Short problem. Can you quote all of the material below word for word, leaving the pictures out?

Exercise data.
+---+

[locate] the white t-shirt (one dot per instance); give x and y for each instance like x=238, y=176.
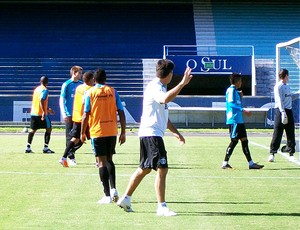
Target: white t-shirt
x=154, y=118
x=282, y=96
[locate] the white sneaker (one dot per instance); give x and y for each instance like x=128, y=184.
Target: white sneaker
x=165, y=211
x=104, y=200
x=125, y=204
x=114, y=195
x=72, y=162
x=271, y=158
x=292, y=158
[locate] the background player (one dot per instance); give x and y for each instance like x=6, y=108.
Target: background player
x=100, y=112
x=39, y=115
x=284, y=118
x=66, y=102
x=235, y=120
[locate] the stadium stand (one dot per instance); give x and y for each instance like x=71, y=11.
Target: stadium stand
x=19, y=76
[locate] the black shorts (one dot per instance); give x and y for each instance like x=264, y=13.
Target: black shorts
x=37, y=123
x=104, y=146
x=76, y=130
x=153, y=154
x=237, y=131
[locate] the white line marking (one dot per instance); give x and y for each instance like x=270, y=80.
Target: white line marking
x=285, y=155
x=128, y=175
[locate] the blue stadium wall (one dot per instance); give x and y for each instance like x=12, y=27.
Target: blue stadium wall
x=127, y=30
x=93, y=30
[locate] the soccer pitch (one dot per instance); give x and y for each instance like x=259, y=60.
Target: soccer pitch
x=36, y=192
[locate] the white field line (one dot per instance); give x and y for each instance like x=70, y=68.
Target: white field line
x=153, y=175
x=285, y=155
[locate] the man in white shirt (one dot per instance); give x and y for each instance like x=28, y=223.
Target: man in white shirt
x=154, y=122
x=283, y=119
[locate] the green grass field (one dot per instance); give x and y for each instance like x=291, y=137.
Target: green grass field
x=36, y=192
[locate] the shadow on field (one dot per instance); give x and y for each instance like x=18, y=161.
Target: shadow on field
x=237, y=214
x=282, y=169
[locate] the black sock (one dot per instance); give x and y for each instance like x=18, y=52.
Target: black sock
x=30, y=138
x=77, y=146
x=112, y=173
x=104, y=177
x=70, y=146
x=47, y=137
x=230, y=149
x=246, y=150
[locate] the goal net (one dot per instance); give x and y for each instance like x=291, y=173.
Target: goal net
x=288, y=57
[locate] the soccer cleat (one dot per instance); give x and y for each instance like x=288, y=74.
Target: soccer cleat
x=227, y=166
x=64, y=162
x=114, y=195
x=256, y=166
x=284, y=149
x=271, y=158
x=47, y=150
x=125, y=204
x=105, y=200
x=165, y=211
x=292, y=158
x=72, y=162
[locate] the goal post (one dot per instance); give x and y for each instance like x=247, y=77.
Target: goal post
x=288, y=57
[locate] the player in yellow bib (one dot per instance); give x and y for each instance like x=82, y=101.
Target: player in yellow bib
x=39, y=115
x=102, y=105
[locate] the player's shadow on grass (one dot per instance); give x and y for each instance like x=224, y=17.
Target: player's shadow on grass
x=282, y=169
x=282, y=214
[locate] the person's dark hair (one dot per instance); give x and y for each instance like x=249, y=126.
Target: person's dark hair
x=44, y=80
x=235, y=77
x=283, y=73
x=164, y=67
x=87, y=76
x=100, y=76
x=75, y=69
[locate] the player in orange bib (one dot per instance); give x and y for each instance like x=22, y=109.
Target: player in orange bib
x=102, y=105
x=77, y=117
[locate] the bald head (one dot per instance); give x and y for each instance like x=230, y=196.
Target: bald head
x=44, y=80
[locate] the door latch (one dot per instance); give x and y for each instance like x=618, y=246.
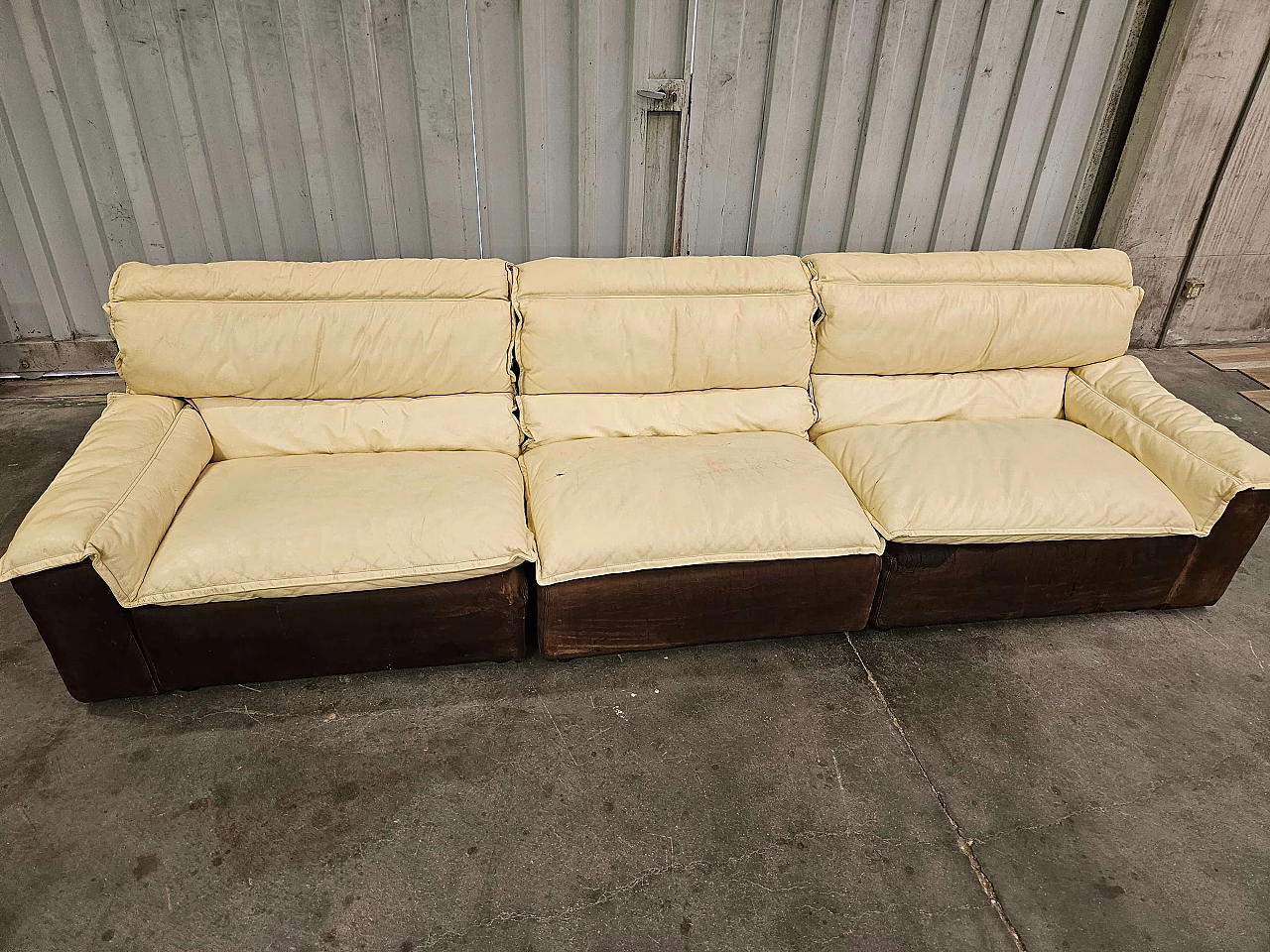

+---+

Solution for this task.
[locate] the white t-shirt (one dot per instance); give x and y for each instance like x=238, y=176.
Target: white t-shirt
x=154, y=118
x=282, y=96
[locate] the white sneaker (one dot per instance); give x and y for each instance like x=128, y=184.
Target: white sneaker
x=165, y=211
x=104, y=200
x=125, y=204
x=114, y=195
x=72, y=162
x=271, y=158
x=292, y=158
[locate] the background player (one dot per instance); give x and y for each instance like x=6, y=108.
Target: background player
x=100, y=112
x=39, y=115
x=284, y=118
x=66, y=102
x=235, y=120
[locate] the stadium stand (one dot per instance); give x and y for each instance like x=71, y=11.
Target: stadium stand
x=19, y=76
[locate] the black shorts (one dot per instance); give x and y for each instance like x=264, y=13.
Target: black shorts
x=37, y=123
x=104, y=146
x=76, y=130
x=153, y=154
x=237, y=131
[locate] the white line marking (one dot per instance); give x and y for each instance like x=270, y=80.
Target: white line marking
x=285, y=155
x=128, y=175
[locate] the blue stadium wall (one dot per instance); give x and y for each instance like x=12, y=27.
Target: blue stadium wall
x=127, y=30
x=93, y=30
[locate] the soccer pitch (one dot per instance); give x and y for each instance like x=259, y=60.
Target: soccer pitch
x=36, y=192
[locate] the white field line (one dot per instance); give x and y for each instance like x=70, y=68.
Target: white field line
x=153, y=175
x=285, y=155
[locate] the man in white shirt (one dot per instance); give x and y for each instance like x=28, y=223.
Target: man in white shirt
x=154, y=122
x=283, y=119
[locate] the green grass field (one dot per instance); give x and y for each instance like x=291, y=137.
Target: green grass field
x=36, y=192
[locate] the shadow on field (one dot per instance); give x and y for each instance like x=18, y=161.
Target: shadow on field
x=237, y=214
x=282, y=169
[locate] the black sock (one dot per instance); give x and y for each instance like x=18, y=52.
Target: black sock
x=30, y=138
x=77, y=146
x=112, y=173
x=104, y=177
x=70, y=146
x=47, y=137
x=230, y=149
x=246, y=150
[locate] the goal net (one dot per instance); give x and y for each instance like x=291, y=173.
Target: goal net
x=288, y=57
[locate] the soccer cleat (one dot per instance); give x and y for each instance like x=288, y=74.
Target: soccer cleat
x=227, y=166
x=64, y=162
x=114, y=195
x=256, y=166
x=284, y=149
x=271, y=158
x=47, y=150
x=125, y=204
x=105, y=200
x=165, y=211
x=292, y=158
x=72, y=162
[locate] the goal post (one dot per instance); give x and y for each instance like x=247, y=77.
Target: goal post
x=288, y=57
[locate] the player in yellow bib (one dot per instance); give x and y for each instance like x=82, y=101.
Target: player in yellow bib
x=39, y=115
x=102, y=105
[locate] the player's shadow on grass (one dot per instance); give x and y for each instance like x=224, y=17.
Target: player's shadow on grass
x=282, y=169
x=282, y=214
[locate] the person's dark hair (one dot per instance); give x and y for each instance like x=249, y=126.
Target: person's dark hair
x=44, y=80
x=235, y=77
x=283, y=73
x=164, y=67
x=87, y=76
x=100, y=76
x=75, y=69
[locate] the player in orange bib (one dot per instance); give x and y for each instance like x=22, y=109.
Target: player in orange bib
x=102, y=105
x=77, y=117
[locate] the bald head (one dot per instance); give x and y for each instance like x=230, y=196.
Target: bald head
x=44, y=80
[locate] the door latch (one dot per instance); give x and y for each instance like x=618, y=246.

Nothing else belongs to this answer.